AUFGABEN:
#1 Wie viel kostet laut dem Text zum Metaverse die kleinste Parzelle in der Metamall?
#2 Schreiben Sie aus dem Text zum Metaverse die Passage von „Einstieg ins Metaverse“ bis „mit begrenzten Kommunikationsmöglichkeiten.“ wörtlich ab.

VORGEGEBENER TEXT:
┄┄┄┄┄┄┄┄┄┄

Einstieg ins Metaverse

In diesen Bereichen können Unternehmen und Organisationen von virtuellen Welten profitieren – ein Überblick

Markenkommunikation

Mit begehbaren 3-D-Welten, wie sie etwa der französische Molkereikonzern Savencia für die Frischkäsemarke Bresso entwickelt hat, sind neue Formen der Kundenkommunikation möglich. Feedback aus dem gerade beendeten Pretest zeigt, dass die Konsumenten von der 3-D-Erfahrung begeistert sind. Der sogenannte Marché Bresso ist jedoch keine waschechte Metaverse-Anwendung, sondern ähnelt einem Abenteuerspiel mit begrenzten Kommunikationsmöglichkeiten.

Produktpräsentation

Sowohl B2C als auch B2B können Produkte im Metaverse auf neue Weise gezeigt, erläutert, zusammengesetzt und auseinandergenommen werden, etwa in Form interaktiver 3-D-Modelle. Der schwedische Textilkonzern H&M arbeitet derzeit an einem virtuellen Showroom, in dem Kunden ihre zuvor mit realen Körpermaßen erstellten Avatare Kleidungsstücke anprobieren lassen können. Künftig will der Bekleidungshersteller Waren auch direkt im Metaverse verkaufen.

Shopping-Mall

Einen Schritt weiter ist der Unternehmer und IT-Entwickler Serge Gianchandani. Seine Metamall, die im April eröffnet werden soll, ist das erste Einkaufszentrum im Metaverse. Wer es besucht, findet dort nicht nur Markenartikel-Stores mit riesigem Warenangebot und sprechendem Personal, sondern auch diverse Unterhaltungsangebote. Wem es in dem als Raumschiff gestalteten Konsumparadies gefällt, kann dort sogar ein eigenes Areal kaufen. Noch sind die Preise günstig: Die kleinste Parzelle ist für rund 350 US-Dollar zu haben.

Networking

Bereits vor einem Jahr feierte ein internationales Metaverse-Projekt Premiere: „Berlin Questions 2021“. Das vom Senat und VisitBerlin veranstaltete Networking-Event brachte Bürgermeister und Kommunalpolitiker, Kulturschaffende und Unternehmen aus diversen Ländern zusammen – nicht nur real an ausgewählten Orten der Stadt, sondern auch in einem von Journee (s. S. 30) entwickelten Metaverse, in dem die vom damaligen Regierenden Bürgermeister Michael Müller geladenen Gäste sich durchs virtuelle Berlin bewegten und miteinander interagierten. Das Experiment kam gut an und gefiel etwa dem Bürgermeister der südkoreanischen Hauptstadt Seoul so sehr, dass er Berlin die „Hauptstadt des Metaverse“ nannte.

┄┄┄┄┄┄┄┄┄┄

Gespeicherte Dateneinträge:
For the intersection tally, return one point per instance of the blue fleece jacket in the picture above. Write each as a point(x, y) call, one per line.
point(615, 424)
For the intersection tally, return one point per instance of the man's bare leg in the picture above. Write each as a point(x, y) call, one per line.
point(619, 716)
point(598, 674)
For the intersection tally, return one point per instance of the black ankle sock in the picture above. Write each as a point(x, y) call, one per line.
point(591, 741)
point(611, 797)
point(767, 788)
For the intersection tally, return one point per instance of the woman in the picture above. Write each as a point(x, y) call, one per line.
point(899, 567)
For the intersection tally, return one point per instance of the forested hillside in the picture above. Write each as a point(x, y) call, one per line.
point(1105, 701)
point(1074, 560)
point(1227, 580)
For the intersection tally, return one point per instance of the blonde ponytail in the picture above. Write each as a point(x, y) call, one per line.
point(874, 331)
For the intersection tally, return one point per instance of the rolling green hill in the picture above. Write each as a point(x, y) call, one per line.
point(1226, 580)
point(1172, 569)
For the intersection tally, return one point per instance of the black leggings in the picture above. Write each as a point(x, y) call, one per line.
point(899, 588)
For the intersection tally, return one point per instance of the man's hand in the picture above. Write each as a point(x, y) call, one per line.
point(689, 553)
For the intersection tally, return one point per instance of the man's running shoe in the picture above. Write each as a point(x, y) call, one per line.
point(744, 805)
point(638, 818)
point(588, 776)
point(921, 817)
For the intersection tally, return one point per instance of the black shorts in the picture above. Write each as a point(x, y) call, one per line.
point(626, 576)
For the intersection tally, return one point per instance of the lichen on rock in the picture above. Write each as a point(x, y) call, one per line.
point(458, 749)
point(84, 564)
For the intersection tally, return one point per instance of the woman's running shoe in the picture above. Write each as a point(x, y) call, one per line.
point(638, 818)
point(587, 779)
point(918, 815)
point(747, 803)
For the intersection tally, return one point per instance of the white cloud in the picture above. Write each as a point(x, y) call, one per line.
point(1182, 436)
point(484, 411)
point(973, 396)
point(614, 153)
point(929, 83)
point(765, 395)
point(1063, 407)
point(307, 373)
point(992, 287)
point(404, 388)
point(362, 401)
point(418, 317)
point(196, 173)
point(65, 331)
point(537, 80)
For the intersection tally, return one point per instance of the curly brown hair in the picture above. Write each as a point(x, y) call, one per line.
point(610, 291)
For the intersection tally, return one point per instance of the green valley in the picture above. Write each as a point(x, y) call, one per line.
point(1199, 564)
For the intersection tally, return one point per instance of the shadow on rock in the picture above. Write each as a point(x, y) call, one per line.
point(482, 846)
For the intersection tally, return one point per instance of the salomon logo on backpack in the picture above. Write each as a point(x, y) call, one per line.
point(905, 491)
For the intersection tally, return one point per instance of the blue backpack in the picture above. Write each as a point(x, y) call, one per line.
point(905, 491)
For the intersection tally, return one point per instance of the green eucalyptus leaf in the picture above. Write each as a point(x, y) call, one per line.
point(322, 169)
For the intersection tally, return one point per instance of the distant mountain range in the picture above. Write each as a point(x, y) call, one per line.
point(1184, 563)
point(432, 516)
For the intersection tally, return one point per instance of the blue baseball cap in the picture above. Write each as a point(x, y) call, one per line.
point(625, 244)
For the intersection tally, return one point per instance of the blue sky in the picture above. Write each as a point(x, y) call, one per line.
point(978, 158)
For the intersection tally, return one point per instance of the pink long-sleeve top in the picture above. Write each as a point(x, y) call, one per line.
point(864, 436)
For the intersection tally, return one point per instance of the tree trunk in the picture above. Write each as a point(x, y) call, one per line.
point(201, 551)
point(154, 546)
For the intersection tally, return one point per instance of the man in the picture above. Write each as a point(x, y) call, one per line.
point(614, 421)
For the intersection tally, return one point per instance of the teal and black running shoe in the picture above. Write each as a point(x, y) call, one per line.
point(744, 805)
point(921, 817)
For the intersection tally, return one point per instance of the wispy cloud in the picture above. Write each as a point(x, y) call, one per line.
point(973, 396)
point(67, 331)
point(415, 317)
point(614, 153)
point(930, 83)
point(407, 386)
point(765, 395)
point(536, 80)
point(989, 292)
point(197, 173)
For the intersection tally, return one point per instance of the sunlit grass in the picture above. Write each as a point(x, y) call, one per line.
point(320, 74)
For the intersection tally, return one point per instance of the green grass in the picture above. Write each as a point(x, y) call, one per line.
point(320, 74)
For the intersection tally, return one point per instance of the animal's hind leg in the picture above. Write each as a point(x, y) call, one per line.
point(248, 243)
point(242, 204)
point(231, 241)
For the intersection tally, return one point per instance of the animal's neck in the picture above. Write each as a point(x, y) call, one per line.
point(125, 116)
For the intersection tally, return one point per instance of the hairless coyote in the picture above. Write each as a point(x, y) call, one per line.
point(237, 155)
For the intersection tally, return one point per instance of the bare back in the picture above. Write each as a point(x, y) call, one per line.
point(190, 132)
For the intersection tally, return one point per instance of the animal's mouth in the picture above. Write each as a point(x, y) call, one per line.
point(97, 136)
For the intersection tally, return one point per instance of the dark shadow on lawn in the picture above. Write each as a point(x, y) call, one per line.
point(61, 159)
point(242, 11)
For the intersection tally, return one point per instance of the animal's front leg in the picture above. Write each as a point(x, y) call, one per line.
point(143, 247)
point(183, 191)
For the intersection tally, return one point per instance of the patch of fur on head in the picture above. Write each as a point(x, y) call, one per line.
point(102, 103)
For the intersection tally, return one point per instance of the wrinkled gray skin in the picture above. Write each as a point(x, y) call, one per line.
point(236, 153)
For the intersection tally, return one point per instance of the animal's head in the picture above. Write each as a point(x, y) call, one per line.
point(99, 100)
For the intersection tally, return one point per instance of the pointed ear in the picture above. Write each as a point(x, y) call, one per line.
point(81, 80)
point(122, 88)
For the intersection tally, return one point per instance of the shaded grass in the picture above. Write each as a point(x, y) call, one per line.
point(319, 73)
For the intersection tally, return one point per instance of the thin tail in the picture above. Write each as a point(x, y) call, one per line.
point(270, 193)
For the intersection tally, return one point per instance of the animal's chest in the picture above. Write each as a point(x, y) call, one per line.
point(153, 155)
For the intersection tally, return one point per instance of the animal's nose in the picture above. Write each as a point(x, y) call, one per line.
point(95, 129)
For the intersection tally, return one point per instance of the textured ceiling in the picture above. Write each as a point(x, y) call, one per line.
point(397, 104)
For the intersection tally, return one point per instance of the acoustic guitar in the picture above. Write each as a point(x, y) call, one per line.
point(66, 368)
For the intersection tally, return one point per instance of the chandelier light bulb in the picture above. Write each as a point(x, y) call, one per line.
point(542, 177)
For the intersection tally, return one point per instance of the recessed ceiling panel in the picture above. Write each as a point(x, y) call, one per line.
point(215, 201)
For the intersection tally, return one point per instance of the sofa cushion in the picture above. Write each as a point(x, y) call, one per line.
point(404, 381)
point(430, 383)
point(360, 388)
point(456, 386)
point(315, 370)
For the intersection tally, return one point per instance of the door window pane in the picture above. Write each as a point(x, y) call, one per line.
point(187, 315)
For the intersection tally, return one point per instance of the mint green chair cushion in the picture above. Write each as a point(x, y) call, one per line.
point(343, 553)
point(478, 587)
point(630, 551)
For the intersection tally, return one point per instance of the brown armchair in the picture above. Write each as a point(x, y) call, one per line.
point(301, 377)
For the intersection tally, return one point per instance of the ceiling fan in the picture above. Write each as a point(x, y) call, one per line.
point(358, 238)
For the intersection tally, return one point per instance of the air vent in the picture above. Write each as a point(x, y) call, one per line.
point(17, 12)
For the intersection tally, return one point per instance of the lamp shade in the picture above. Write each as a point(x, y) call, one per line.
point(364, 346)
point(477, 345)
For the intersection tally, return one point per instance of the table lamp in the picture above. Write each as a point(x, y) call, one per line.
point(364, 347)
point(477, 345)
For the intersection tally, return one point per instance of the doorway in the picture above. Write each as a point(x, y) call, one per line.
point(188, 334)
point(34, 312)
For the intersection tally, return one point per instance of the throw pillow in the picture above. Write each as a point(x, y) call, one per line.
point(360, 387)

┄┄┄┄┄┄┄┄┄┄

LÖSUNGEN:
#1 Rund 350 US-Dollar.

#2
Einstieg ins Metaverse

In diesen Bereichen können Unternehmen und Organisationen von virtuellen Welten profitieren – ein Überblick

Markenkommunikation

Mit begehbaren 3-D-Welten, wie sie etwa der französische Molkereikonzern Savencia für die Frischkäsemarke Bresso entwickelt hat, sind neue Formen der Kundenkommunikation möglich. Feedback aus dem gerade beendeten Pretest zeigt, dass die Konsumenten von der 3-D-Erfahrung begeistert sind. Der sogenannte Marché Bresso ist jedoch keine waschechte Metaverse-Anwendung, sondern ähnelt einem Abenteuerspiel mit begrenzten Kommunikationsmöglichkeiten.